◆ **ESTRATTO**

──────

Piemonte: Crotin 1897 – i loro vini e la piccola grotta di affinamento

di Olga Sofia Schiaffino

Maretto (AT) è un paese di  poco più di trecento abitanti, posizionati su di una collinetta a quindici minuti da Asti, dove il tempo sembra aver rallentato quasi fino a fermarsi.

Il ruggito di un moderno trattore mi riporta al presente, nel suo lento avvicinarsi mentre mi obbliga a lasciargli spazio a lato della strada, prima di imboccare l’ultima curva per arrivare in cantina dal giovane enologo Corrado Russo dell’azienda Crotin 1897.

Il posto è molto bello: si gode un ampio panorama e la cascina ospita un agriturismo con camere accoglienti e, dietro una siepe, uno spazio relax con tanto di piscina. In cucina il fratello gemello di Corrado, Marcello Russo, confeziona piatti squisiti, coniugando la produzione dell’orto alla genuinità della cucina piemontese.

──────

◆ **COMPITO ASSEGNATO**
Per favore, stampa di nuovo per intero l'estratto qui sopra sulla cantina Crotin 1897, senza cambiare nulla.

──────

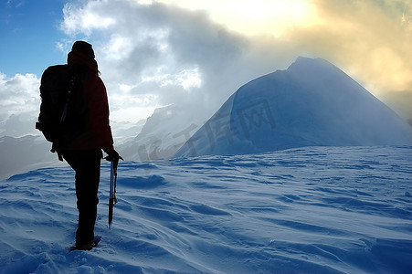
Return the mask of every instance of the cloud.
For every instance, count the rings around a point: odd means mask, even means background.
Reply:
[[[301,17],[291,12],[292,20],[282,17],[276,27],[257,20],[263,25],[255,28],[266,26],[244,33],[242,20],[228,15],[233,2],[225,3],[217,9],[217,1],[72,1],[60,26],[67,37],[56,45],[67,53],[77,39],[93,44],[117,121],[137,121],[170,104],[205,121],[241,85],[300,55],[328,59],[381,99],[412,92],[410,1],[291,1]],[[0,74],[0,121],[38,115],[38,82],[31,74]],[[412,97],[402,98],[412,105]]]
[[[412,90],[411,2],[314,3],[317,24],[285,35],[291,47],[328,58],[376,94]]]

──────

◆ **RISULTATO FINALE**
Piemonte: Crotin 1897 – i loro vini e la piccola grotta di affinamento

di Olga Sofia Schiaffino

Maretto (AT) è un paese di  poco più di trecento abitanti, posizionati su di una collinetta a quindici minuti da Asti, dove il tempo sembra aver rallentato quasi fino a fermarsi.

Il ruggito di un moderno trattore mi riporta al presente, nel suo lento avvicinarsi mentre mi obbliga a lasciargli spazio a lato della strada, prima di imboccare l’ultima curva per arrivare in cantina dal giovane enologo Corrado Russo dell’azienda Crotin 1897.

Il posto è molto bello: si gode un ampio panorama e la cascina ospita un agriturismo con camere accoglienti e, dietro una siepe, uno spazio relax con tanto di piscina. In cucina il fratello gemello di Corrado, Marcello Russo, confeziona piatti squisiti, coniugando la produzione dell’orto alla genuinità della cucina piemontese.